▶ _What needs to be done_: Starting with the line that contains "Reviewer note: verify that every instance of the purple" and stopping after the line that contains "Reviewer note: verify that every instance of the pollen", copy the entries below exactly. Include nothing else.

━━ Data shown ━━

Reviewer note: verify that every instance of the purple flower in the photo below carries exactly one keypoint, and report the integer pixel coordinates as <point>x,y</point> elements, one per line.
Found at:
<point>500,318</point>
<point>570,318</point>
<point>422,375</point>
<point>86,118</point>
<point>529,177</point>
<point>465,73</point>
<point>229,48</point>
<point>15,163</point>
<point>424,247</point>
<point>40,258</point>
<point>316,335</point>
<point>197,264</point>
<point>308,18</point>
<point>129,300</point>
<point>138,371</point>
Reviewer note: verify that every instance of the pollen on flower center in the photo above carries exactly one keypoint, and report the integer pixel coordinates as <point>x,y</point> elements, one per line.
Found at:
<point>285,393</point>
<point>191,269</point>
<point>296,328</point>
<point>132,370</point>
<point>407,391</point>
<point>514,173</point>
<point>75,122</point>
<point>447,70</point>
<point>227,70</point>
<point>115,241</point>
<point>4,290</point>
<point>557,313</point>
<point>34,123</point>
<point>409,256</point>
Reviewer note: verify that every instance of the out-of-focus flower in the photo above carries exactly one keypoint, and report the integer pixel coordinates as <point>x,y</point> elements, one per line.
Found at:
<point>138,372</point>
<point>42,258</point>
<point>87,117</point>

━━━
━━ Data shown ━━

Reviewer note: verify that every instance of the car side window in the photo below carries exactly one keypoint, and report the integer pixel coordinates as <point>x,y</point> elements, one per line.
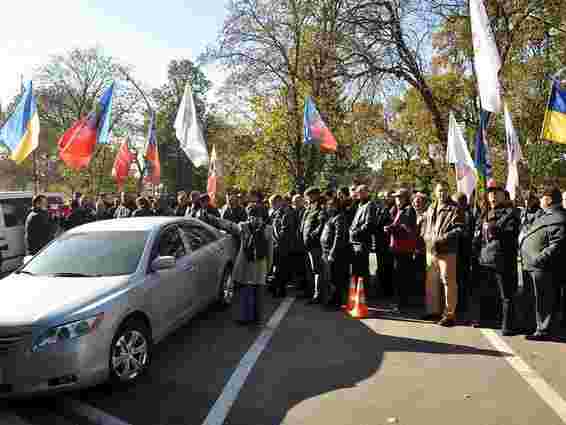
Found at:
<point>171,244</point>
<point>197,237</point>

━━━

▶ _Solution_:
Reviewer note: verify that every instance of the purple flower in the photo below carries exactly one keypoint, and report the integer pixel coordinates as <point>x,y</point> elements, one per line.
Found at:
<point>500,318</point>
<point>570,318</point>
<point>422,375</point>
<point>86,118</point>
<point>529,177</point>
<point>465,73</point>
<point>229,48</point>
<point>15,163</point>
<point>424,247</point>
<point>40,258</point>
<point>316,335</point>
<point>197,264</point>
<point>308,18</point>
<point>129,300</point>
<point>138,371</point>
Reviewer note: verify that every instance of the pollen on flower center in the photo above carries exactly one keypoint, and report the integer pixel coordinates as <point>x,y</point> elements, one per line.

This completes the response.